─── Provided records ───

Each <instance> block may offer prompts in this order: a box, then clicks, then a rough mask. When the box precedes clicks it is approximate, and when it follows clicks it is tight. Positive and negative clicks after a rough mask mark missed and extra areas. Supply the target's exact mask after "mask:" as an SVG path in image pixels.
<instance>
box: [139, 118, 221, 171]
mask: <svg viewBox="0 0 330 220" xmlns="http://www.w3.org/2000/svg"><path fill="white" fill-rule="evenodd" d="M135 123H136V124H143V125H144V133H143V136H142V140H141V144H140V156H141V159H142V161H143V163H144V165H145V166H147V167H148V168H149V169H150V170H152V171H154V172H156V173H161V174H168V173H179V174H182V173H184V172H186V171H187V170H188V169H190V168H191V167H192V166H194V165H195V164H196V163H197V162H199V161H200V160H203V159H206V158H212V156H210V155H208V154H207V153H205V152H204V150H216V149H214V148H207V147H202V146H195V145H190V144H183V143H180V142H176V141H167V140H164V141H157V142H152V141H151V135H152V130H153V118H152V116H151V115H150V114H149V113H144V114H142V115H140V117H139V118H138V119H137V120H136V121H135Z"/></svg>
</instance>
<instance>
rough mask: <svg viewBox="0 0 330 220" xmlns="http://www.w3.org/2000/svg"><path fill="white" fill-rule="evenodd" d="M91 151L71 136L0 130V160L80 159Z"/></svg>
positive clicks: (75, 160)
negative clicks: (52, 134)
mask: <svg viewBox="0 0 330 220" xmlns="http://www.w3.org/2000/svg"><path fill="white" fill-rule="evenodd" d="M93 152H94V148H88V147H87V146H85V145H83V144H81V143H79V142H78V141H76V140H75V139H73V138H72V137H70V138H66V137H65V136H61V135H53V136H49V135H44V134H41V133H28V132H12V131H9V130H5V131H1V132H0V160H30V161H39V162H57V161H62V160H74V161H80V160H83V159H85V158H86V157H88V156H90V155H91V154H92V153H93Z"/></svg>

───

**How to complete this task**. Print every record exactly as it was given.

**Worked solution**.
Each <instance> block may offer prompts in this order: a box, then clicks, then a rough mask. When the box precedes clicks it is approximate, and when it follows clicks it is tight. Positive and negative clicks after a rough mask mark missed and extra areas. Supply the target's exact mask after "mask:" as an SVG path in image pixels.
<instance>
box: [139, 118, 221, 171]
mask: <svg viewBox="0 0 330 220" xmlns="http://www.w3.org/2000/svg"><path fill="white" fill-rule="evenodd" d="M135 123H136V124H143V125H144V133H143V136H142V140H141V144H140V156H141V159H142V161H143V163H144V165H145V166H147V167H148V168H149V169H150V170H152V171H154V172H156V173H161V174H168V173H179V174H182V173H184V172H186V171H187V170H188V169H190V168H191V167H192V166H194V165H195V164H196V163H197V162H199V161H200V160H203V159H206V158H212V156H210V155H208V154H207V153H205V152H204V150H216V149H214V148H207V147H202V146H195V145H190V144H183V143H180V142H176V141H167V140H164V141H157V142H152V141H151V135H152V130H153V118H152V116H151V115H150V114H149V113H144V114H142V115H140V117H139V118H138V119H137V120H136V121H135Z"/></svg>
</instance>
<instance>
rough mask: <svg viewBox="0 0 330 220" xmlns="http://www.w3.org/2000/svg"><path fill="white" fill-rule="evenodd" d="M91 151L71 136L0 130V160L80 159Z"/></svg>
positive clicks: (75, 160)
negative clicks: (52, 134)
mask: <svg viewBox="0 0 330 220" xmlns="http://www.w3.org/2000/svg"><path fill="white" fill-rule="evenodd" d="M93 152H94V148H88V147H87V146H85V145H83V144H81V143H79V142H78V141H76V140H75V139H73V138H72V137H70V138H66V137H65V136H61V135H53V136H49V135H44V134H41V133H28V132H12V131H9V130H5V131H1V132H0V160H30V161H39V162H57V161H62V160H74V161H80V160H83V159H85V158H86V157H88V156H90V155H91V154H92V153H93Z"/></svg>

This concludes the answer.